Location identification items
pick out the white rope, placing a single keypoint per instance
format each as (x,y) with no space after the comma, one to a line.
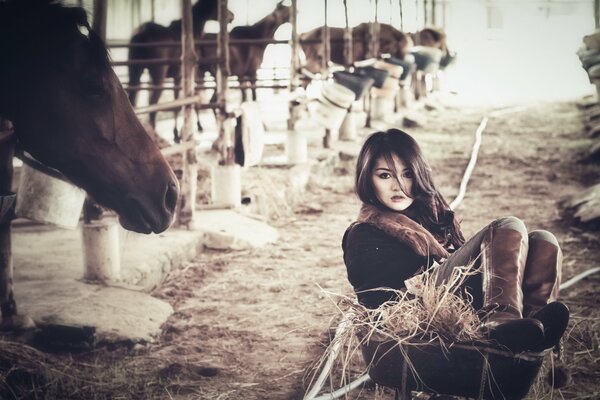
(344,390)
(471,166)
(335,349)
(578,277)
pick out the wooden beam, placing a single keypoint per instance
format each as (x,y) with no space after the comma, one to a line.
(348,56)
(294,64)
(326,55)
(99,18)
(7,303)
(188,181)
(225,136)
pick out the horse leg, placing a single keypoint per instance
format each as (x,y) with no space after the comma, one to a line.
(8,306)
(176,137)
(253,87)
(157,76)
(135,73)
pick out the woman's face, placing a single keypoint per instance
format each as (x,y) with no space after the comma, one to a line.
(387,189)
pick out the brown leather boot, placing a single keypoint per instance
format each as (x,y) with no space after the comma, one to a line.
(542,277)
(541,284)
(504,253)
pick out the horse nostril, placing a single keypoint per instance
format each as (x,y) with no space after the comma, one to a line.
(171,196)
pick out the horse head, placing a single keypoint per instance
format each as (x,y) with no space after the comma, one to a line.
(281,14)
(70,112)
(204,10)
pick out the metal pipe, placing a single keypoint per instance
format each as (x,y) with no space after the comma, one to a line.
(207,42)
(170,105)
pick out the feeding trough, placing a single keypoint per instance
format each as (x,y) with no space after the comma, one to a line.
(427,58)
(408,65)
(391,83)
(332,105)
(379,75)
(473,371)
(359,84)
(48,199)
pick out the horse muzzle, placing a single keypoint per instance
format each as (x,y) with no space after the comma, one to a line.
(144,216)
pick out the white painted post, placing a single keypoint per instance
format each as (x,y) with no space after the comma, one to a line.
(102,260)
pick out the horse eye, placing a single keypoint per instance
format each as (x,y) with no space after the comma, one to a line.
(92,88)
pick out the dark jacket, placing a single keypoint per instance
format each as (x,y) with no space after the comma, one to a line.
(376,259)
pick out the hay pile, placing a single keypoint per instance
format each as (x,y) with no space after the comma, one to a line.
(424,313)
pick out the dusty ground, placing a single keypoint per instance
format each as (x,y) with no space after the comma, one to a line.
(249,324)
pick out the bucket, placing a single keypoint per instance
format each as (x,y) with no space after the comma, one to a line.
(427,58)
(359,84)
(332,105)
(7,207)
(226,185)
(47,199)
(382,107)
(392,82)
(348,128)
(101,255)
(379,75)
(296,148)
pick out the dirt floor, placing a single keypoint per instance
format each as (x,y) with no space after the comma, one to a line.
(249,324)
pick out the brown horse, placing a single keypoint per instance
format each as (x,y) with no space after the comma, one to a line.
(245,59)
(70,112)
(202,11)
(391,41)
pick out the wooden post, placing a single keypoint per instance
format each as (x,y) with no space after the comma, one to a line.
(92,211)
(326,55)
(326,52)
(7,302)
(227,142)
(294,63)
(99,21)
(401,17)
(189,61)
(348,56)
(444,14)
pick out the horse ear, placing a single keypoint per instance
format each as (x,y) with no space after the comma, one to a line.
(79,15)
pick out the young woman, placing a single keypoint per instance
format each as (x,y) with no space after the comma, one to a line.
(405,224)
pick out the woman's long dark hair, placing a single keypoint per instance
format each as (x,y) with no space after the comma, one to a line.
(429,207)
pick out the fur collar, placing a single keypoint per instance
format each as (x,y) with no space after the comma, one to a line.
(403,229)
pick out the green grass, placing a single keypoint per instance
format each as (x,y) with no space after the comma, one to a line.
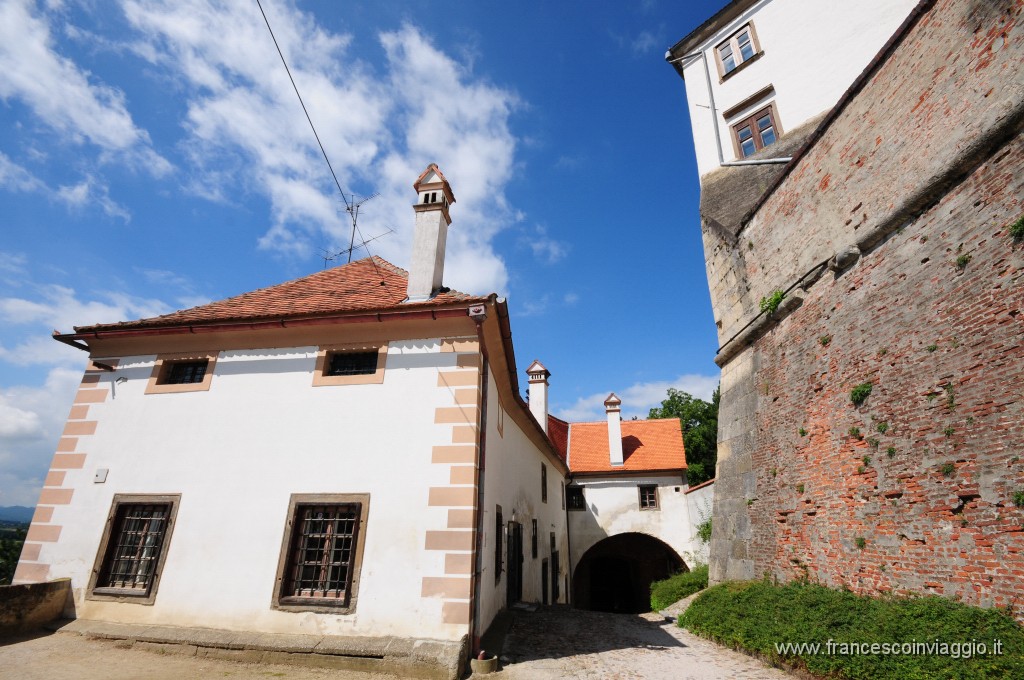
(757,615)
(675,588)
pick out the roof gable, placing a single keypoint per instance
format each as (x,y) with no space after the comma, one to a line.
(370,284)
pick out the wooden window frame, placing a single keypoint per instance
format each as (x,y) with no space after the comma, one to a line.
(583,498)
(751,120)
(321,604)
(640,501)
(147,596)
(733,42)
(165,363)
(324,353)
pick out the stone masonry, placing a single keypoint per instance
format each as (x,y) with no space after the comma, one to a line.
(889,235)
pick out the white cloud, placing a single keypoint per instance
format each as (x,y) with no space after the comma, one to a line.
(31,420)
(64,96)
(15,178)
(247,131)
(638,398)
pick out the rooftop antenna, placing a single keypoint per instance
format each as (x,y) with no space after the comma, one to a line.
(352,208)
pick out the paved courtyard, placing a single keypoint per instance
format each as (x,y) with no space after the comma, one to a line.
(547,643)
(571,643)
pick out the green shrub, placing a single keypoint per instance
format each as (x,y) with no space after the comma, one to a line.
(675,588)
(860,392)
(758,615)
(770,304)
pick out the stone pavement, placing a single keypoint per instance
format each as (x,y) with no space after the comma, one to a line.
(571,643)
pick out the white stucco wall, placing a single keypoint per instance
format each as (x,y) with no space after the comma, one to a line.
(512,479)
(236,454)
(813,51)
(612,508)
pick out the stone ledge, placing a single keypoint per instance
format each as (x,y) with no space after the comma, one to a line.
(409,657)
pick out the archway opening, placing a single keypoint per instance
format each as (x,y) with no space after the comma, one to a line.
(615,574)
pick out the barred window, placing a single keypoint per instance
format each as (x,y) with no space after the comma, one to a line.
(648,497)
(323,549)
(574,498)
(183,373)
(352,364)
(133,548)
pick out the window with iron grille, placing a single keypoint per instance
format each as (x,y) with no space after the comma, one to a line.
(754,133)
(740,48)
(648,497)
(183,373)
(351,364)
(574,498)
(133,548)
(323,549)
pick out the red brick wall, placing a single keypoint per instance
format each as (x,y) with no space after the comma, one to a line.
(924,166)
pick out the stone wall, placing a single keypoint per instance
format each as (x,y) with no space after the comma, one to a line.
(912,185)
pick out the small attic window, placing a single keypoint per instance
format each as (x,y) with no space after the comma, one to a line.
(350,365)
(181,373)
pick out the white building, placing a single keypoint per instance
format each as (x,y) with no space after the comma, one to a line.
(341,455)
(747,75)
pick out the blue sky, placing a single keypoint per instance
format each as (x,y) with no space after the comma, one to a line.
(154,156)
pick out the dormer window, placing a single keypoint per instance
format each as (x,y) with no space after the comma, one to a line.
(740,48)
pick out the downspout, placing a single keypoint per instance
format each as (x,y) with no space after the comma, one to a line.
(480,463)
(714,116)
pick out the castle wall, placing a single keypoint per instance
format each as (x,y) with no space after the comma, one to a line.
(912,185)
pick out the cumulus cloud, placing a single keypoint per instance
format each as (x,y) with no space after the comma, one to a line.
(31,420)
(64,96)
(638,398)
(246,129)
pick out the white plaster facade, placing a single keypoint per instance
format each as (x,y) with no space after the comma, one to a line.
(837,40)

* * *

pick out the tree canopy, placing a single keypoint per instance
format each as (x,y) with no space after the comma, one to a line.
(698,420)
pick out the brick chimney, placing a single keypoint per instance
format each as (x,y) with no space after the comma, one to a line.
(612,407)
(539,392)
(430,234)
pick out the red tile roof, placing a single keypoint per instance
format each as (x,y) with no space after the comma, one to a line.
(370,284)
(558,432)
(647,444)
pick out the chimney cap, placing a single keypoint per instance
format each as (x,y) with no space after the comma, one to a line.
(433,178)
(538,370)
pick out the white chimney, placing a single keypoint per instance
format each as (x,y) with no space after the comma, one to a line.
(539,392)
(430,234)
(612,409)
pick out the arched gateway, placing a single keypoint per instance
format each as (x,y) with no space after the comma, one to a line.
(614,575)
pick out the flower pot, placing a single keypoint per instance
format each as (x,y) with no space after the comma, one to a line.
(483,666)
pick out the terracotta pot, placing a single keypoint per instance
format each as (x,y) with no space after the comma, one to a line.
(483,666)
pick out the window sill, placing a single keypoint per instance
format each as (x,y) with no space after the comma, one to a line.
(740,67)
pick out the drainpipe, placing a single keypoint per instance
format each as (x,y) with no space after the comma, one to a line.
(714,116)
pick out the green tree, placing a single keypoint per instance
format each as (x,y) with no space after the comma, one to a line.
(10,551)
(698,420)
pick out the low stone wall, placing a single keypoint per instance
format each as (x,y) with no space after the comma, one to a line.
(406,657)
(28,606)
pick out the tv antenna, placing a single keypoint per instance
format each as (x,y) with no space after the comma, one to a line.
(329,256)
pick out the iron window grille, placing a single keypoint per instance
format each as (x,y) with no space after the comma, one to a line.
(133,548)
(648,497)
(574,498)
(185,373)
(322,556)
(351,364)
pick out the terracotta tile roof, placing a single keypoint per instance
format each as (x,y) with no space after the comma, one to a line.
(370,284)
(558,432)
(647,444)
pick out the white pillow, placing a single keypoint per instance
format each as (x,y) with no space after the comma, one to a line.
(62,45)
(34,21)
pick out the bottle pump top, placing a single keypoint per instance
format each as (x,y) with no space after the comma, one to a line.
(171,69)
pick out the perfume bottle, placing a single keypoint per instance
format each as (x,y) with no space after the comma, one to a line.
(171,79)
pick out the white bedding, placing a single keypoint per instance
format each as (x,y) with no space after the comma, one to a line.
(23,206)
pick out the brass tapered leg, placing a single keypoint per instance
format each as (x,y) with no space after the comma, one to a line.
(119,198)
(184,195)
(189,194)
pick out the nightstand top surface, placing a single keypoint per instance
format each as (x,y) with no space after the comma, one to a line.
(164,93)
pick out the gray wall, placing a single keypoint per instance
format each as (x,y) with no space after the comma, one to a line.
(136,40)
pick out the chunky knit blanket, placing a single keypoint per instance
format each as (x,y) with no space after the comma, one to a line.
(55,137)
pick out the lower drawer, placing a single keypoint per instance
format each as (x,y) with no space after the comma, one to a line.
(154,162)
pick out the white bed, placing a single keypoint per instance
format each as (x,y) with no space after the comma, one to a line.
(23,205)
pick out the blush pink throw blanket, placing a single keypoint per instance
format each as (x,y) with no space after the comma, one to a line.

__WRITTEN INSTRUCTION__. Report each line of the data above that contains the word "brown". Case counts, so match capitalization precisely.

__WRITTEN REPLY__.
pick out the brown leather boot, placing a single keypoint per instance
pick out the brown horse, placing a single keypoint per instance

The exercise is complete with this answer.